_Task input:_
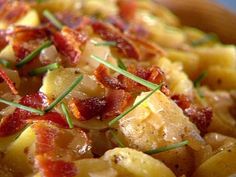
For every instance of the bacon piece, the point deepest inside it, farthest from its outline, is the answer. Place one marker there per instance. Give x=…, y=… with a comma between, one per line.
x=55, y=168
x=68, y=43
x=127, y=9
x=8, y=81
x=102, y=75
x=117, y=102
x=87, y=108
x=12, y=11
x=16, y=121
x=110, y=33
x=201, y=117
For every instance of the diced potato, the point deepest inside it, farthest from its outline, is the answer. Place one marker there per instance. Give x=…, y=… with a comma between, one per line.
x=57, y=81
x=136, y=163
x=30, y=19
x=178, y=81
x=15, y=156
x=220, y=78
x=223, y=164
x=189, y=60
x=223, y=56
x=160, y=122
x=8, y=54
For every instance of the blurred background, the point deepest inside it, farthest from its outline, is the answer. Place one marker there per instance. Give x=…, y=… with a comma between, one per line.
x=217, y=16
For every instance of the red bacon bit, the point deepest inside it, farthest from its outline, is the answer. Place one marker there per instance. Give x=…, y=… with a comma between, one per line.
x=11, y=11
x=110, y=33
x=88, y=108
x=117, y=102
x=201, y=117
x=68, y=43
x=8, y=81
x=182, y=101
x=127, y=9
x=102, y=75
x=55, y=168
x=16, y=121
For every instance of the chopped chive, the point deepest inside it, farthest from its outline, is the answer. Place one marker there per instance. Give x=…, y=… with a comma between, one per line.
x=5, y=63
x=121, y=64
x=120, y=144
x=33, y=54
x=133, y=107
x=206, y=38
x=52, y=19
x=106, y=43
x=20, y=106
x=64, y=94
x=148, y=84
x=167, y=148
x=68, y=118
x=44, y=69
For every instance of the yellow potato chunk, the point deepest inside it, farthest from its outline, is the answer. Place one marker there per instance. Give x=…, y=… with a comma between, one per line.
x=137, y=163
x=223, y=164
x=15, y=156
x=220, y=78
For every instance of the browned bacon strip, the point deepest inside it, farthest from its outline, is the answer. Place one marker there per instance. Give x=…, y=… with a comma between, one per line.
x=8, y=81
x=110, y=33
x=68, y=43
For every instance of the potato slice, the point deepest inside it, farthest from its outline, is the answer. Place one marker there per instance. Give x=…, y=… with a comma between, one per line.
x=15, y=157
x=223, y=164
x=137, y=163
x=220, y=78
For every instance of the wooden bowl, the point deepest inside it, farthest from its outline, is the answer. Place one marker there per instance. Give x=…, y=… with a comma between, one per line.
x=206, y=15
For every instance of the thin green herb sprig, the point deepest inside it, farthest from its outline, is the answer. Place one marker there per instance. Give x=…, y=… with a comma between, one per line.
x=20, y=106
x=66, y=112
x=64, y=94
x=113, y=121
x=167, y=148
x=44, y=69
x=33, y=54
x=141, y=81
x=52, y=19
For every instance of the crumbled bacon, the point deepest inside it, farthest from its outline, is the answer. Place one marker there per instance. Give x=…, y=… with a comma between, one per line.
x=55, y=168
x=117, y=102
x=12, y=11
x=110, y=33
x=68, y=43
x=127, y=9
x=200, y=116
x=87, y=108
x=16, y=121
x=8, y=81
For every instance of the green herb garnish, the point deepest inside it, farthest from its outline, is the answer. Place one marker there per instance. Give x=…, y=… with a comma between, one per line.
x=20, y=106
x=120, y=144
x=52, y=19
x=148, y=84
x=121, y=64
x=167, y=148
x=5, y=63
x=43, y=69
x=206, y=38
x=112, y=122
x=33, y=54
x=64, y=94
x=66, y=112
x=106, y=43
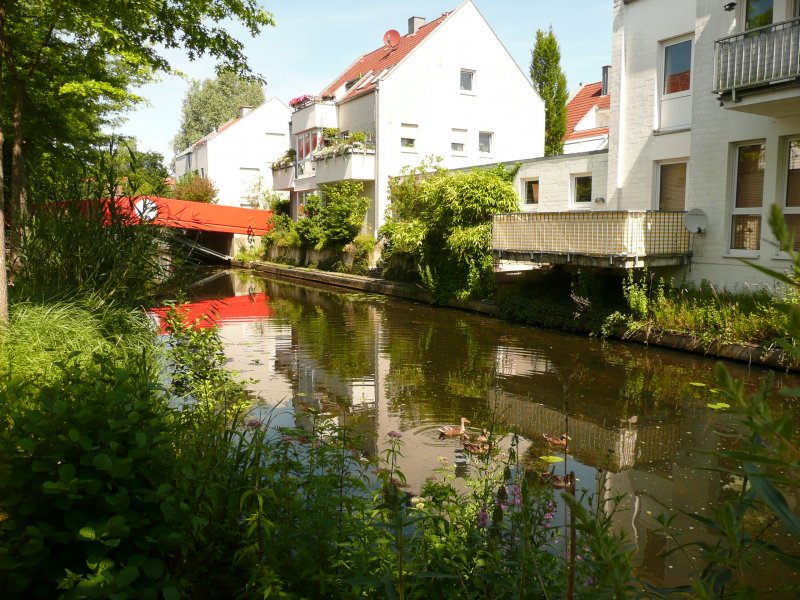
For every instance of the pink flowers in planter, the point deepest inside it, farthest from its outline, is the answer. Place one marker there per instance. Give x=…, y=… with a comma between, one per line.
x=300, y=100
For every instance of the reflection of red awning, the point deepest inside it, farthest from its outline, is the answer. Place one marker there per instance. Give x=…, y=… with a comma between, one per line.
x=224, y=310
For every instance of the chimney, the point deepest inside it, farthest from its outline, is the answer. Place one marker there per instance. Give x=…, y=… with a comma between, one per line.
x=414, y=23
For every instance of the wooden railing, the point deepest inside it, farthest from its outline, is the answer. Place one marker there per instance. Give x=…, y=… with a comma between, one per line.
x=596, y=233
x=757, y=57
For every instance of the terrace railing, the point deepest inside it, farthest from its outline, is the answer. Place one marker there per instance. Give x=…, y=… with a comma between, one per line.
x=760, y=56
x=597, y=233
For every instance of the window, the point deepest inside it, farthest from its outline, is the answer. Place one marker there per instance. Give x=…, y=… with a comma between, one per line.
x=672, y=186
x=408, y=136
x=532, y=191
x=748, y=197
x=485, y=142
x=792, y=199
x=757, y=13
x=458, y=143
x=582, y=189
x=467, y=80
x=677, y=67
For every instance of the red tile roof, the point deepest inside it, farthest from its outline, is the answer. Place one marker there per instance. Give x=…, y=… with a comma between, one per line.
x=585, y=100
x=379, y=60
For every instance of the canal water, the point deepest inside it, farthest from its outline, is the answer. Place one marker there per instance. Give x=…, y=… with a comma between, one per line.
x=638, y=417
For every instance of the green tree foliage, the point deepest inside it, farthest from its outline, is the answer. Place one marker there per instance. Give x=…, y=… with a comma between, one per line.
x=443, y=220
x=211, y=103
x=194, y=188
x=68, y=69
x=551, y=84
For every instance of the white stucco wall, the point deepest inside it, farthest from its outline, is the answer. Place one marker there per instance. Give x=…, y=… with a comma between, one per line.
x=243, y=152
x=555, y=175
x=424, y=90
x=709, y=142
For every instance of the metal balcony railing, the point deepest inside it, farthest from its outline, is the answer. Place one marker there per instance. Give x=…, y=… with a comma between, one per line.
x=757, y=57
x=598, y=233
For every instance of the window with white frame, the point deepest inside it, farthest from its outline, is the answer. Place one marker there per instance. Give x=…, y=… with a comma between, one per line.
x=458, y=141
x=791, y=203
x=748, y=196
x=467, y=80
x=677, y=67
x=408, y=136
x=531, y=192
x=675, y=84
x=758, y=13
x=671, y=185
x=582, y=190
x=485, y=139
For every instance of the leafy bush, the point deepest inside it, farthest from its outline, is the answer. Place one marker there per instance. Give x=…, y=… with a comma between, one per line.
x=195, y=188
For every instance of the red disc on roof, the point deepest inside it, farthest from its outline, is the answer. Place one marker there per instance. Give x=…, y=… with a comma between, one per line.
x=391, y=38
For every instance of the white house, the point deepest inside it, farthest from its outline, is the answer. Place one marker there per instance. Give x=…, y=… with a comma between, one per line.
x=705, y=116
x=446, y=88
x=237, y=157
x=588, y=116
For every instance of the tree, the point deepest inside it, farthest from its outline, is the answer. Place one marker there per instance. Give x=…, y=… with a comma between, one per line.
x=71, y=65
x=551, y=84
x=212, y=102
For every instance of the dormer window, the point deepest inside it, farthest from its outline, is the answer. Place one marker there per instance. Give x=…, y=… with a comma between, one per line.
x=467, y=80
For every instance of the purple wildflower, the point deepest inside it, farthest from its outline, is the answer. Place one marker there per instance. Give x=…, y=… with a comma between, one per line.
x=483, y=519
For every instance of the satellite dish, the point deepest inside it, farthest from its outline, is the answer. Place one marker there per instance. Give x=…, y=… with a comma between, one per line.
x=391, y=38
x=146, y=209
x=696, y=221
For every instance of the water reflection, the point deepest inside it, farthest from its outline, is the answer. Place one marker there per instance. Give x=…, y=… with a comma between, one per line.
x=637, y=417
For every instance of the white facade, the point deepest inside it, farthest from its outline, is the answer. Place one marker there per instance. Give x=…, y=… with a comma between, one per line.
x=417, y=108
x=738, y=147
x=238, y=157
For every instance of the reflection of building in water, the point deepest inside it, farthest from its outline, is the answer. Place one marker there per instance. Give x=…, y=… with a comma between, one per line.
x=618, y=447
x=514, y=361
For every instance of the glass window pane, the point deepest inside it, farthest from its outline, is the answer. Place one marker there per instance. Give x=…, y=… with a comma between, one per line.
x=485, y=142
x=677, y=67
x=746, y=232
x=750, y=176
x=672, y=187
x=532, y=192
x=583, y=189
x=793, y=175
x=758, y=13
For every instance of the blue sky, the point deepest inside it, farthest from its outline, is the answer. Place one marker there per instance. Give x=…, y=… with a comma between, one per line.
x=313, y=41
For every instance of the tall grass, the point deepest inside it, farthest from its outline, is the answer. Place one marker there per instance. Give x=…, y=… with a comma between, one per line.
x=76, y=249
x=38, y=336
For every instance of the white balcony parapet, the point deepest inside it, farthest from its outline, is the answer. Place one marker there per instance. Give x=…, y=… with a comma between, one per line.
x=764, y=56
x=628, y=239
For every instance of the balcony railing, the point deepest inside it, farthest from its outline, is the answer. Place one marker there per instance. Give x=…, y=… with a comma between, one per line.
x=758, y=57
x=616, y=238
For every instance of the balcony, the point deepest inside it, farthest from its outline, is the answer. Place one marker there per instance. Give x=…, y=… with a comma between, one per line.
x=355, y=165
x=759, y=71
x=283, y=178
x=617, y=239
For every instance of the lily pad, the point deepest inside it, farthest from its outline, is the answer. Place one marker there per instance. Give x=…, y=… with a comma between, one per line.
x=551, y=459
x=719, y=405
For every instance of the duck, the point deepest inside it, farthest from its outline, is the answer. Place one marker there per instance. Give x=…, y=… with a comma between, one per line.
x=557, y=441
x=473, y=448
x=558, y=482
x=452, y=430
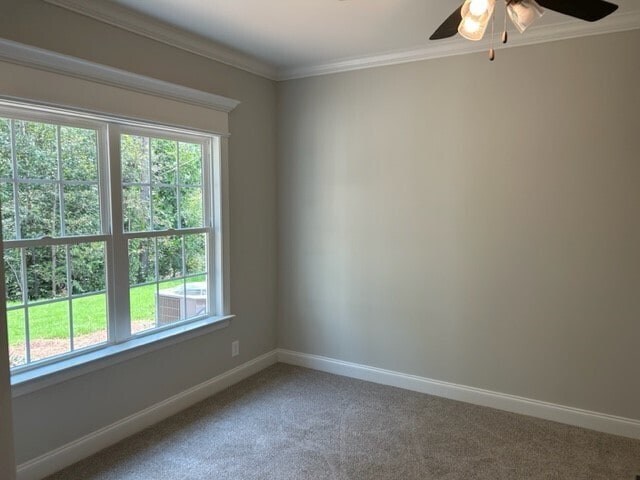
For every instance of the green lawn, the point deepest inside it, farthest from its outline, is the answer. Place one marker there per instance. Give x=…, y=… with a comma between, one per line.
x=89, y=314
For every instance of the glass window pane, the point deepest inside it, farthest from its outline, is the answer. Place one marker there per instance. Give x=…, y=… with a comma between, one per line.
x=39, y=210
x=169, y=257
x=79, y=153
x=5, y=149
x=81, y=209
x=87, y=268
x=165, y=208
x=89, y=321
x=171, y=302
x=191, y=215
x=195, y=297
x=46, y=272
x=142, y=261
x=195, y=254
x=190, y=163
x=49, y=330
x=8, y=211
x=13, y=276
x=137, y=209
x=142, y=301
x=164, y=161
x=134, y=152
x=36, y=150
x=16, y=330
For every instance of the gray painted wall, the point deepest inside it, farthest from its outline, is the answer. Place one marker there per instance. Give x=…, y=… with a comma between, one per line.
x=470, y=221
x=59, y=414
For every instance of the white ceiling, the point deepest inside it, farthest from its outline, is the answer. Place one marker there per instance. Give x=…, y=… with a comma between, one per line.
x=293, y=38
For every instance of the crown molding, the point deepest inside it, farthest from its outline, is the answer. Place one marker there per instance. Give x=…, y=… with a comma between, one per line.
x=458, y=46
x=139, y=24
x=28, y=56
x=121, y=17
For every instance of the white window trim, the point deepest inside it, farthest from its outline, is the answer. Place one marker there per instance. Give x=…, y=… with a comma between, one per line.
x=56, y=370
x=40, y=63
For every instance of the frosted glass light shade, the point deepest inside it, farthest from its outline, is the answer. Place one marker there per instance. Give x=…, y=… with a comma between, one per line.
x=475, y=18
x=524, y=13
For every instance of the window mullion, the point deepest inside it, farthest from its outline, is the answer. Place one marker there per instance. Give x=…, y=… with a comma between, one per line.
x=118, y=258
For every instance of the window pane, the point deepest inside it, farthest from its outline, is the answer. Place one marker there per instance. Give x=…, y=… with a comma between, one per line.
x=8, y=211
x=134, y=152
x=169, y=257
x=46, y=272
x=13, y=276
x=164, y=155
x=142, y=261
x=191, y=215
x=137, y=209
x=49, y=330
x=190, y=163
x=5, y=149
x=87, y=268
x=36, y=150
x=39, y=210
x=142, y=302
x=16, y=330
x=195, y=298
x=79, y=153
x=81, y=209
x=89, y=321
x=195, y=254
x=170, y=302
x=165, y=208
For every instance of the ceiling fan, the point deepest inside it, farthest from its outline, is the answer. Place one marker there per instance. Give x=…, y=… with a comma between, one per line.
x=471, y=19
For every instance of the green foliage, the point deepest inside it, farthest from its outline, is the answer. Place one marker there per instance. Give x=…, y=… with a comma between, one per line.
x=57, y=190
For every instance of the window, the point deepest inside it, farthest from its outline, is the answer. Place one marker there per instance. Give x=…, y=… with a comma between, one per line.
x=109, y=232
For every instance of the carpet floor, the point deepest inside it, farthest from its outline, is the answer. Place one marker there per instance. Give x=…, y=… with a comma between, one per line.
x=293, y=423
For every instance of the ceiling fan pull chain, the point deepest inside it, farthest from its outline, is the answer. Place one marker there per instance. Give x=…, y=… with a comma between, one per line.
x=492, y=52
x=505, y=36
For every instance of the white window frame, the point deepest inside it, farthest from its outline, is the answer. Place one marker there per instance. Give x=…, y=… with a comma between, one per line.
x=121, y=344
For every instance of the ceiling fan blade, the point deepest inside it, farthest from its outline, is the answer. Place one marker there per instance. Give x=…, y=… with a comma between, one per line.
x=449, y=27
x=589, y=10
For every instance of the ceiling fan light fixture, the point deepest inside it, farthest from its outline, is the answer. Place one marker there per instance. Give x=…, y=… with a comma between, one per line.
x=523, y=13
x=475, y=18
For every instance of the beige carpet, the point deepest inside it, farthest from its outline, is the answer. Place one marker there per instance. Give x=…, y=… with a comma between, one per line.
x=293, y=423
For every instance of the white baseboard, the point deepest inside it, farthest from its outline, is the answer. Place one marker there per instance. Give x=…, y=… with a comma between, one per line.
x=72, y=452
x=601, y=422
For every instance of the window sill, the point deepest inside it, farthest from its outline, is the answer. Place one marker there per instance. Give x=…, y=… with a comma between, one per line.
x=35, y=379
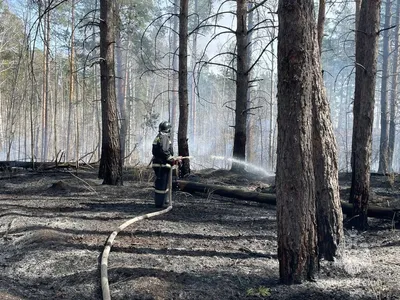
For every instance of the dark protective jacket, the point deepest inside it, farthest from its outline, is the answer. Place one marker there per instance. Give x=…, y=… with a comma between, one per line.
x=162, y=149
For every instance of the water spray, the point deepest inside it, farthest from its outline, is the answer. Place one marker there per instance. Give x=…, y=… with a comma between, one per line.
x=250, y=166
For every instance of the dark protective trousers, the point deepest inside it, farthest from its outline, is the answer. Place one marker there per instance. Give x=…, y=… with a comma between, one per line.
x=161, y=185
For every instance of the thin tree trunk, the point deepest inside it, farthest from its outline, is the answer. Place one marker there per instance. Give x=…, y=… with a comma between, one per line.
x=175, y=75
x=111, y=162
x=329, y=213
x=45, y=91
x=249, y=130
x=321, y=23
x=393, y=94
x=120, y=87
x=384, y=141
x=71, y=81
x=242, y=81
x=183, y=147
x=364, y=100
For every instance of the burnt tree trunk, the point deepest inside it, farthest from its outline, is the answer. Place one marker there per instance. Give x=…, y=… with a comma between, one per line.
x=269, y=198
x=393, y=94
x=295, y=183
x=110, y=169
x=242, y=78
x=384, y=141
x=364, y=100
x=183, y=147
x=329, y=213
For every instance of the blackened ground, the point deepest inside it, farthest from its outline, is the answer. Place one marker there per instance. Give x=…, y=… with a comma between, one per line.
x=53, y=227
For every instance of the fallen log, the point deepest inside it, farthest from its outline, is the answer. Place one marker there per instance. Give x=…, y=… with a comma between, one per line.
x=188, y=186
x=9, y=165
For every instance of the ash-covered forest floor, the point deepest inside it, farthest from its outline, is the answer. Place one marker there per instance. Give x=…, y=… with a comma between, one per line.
x=53, y=227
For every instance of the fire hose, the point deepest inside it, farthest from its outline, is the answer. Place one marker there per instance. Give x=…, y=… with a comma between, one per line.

_Exercise prompt:_ Word for word, restate the lines from the one holding "For every instance of the dark protective trousers, the" to the last line of the records.

_Response box:_
For every instance of the dark protective trousers, the point deepest inside it, farthest from its outline, is the answer. Place one marker there per instance. Give x=…, y=… with a comma between, one per line.
x=161, y=185
For every instance of the thin tree trunk, the point deepest inside it, farthest from its outline, is the answer. Place one marker there per instance. Give x=…, y=… with a comma between, one per line.
x=175, y=75
x=111, y=162
x=329, y=213
x=45, y=91
x=249, y=130
x=321, y=23
x=393, y=94
x=120, y=87
x=384, y=141
x=71, y=81
x=242, y=81
x=183, y=147
x=364, y=100
For every instance of the burnt tree trunk, the point deepest inside it, farthest from its outline, is the answer. Place one marker there per instance. Give x=…, y=… with a comma between, one per line.
x=269, y=198
x=393, y=94
x=295, y=183
x=110, y=169
x=242, y=78
x=384, y=141
x=364, y=100
x=183, y=147
x=329, y=213
For every instance of the blackened ground, the point deepest inside it, farthest from its outline, is the answer. Place one marker there per instance. Give x=…, y=… with a comma between, one per line.
x=53, y=227
For every instance of the fallen log, the point deepest inside it, farthest from its outline, is the answer. Place one marker there per instance. Give x=…, y=… with a comma between, one per line.
x=188, y=186
x=9, y=165
For every instance of the ash-covered forest floor, the point deepest inside it, farthest from its outline, is the answer. Place one marker there per instance. Give x=…, y=… with a comma between, one per line.
x=53, y=227
For every instance of the fire hose, the point deepest inside it, farthest from its outline, is the answer. Place one marker there per instance. Give x=…, y=… with a comma between, one per line.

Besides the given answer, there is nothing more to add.